* [EXERCISE AIM]: Only one stretch of the listing below is wanted. Begin at the line that has "Objective — a point for each instance of the white", stop after the line that has "Objective — a point for each instance of the snow pile", and repeat every line in between exactly.

DATA Start Marker

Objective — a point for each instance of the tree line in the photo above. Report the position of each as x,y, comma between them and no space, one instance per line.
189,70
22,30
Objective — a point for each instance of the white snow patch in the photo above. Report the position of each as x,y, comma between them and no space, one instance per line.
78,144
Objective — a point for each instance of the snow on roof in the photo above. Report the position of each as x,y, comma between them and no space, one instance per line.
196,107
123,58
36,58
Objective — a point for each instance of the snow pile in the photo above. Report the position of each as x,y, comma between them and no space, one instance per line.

DATA End Marker
DATA Start Marker

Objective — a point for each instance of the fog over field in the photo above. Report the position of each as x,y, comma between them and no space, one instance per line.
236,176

DATA End Marker

* [THE ANSWER]:
Objective — a point for each instance of the white snow patch in the photo above. Report the position of each as x,y, comma between them and no space, one instance per line.
78,144
Objective — a point for each instance of the snow on roof in the photo above. Report the position of each as x,y, comma between them and no space, one instance per line.
196,107
123,58
36,58
Objective — a point for each instance of the snow pile in the photo above. Report the position of each as x,y, comma between them and no space, one instance per line.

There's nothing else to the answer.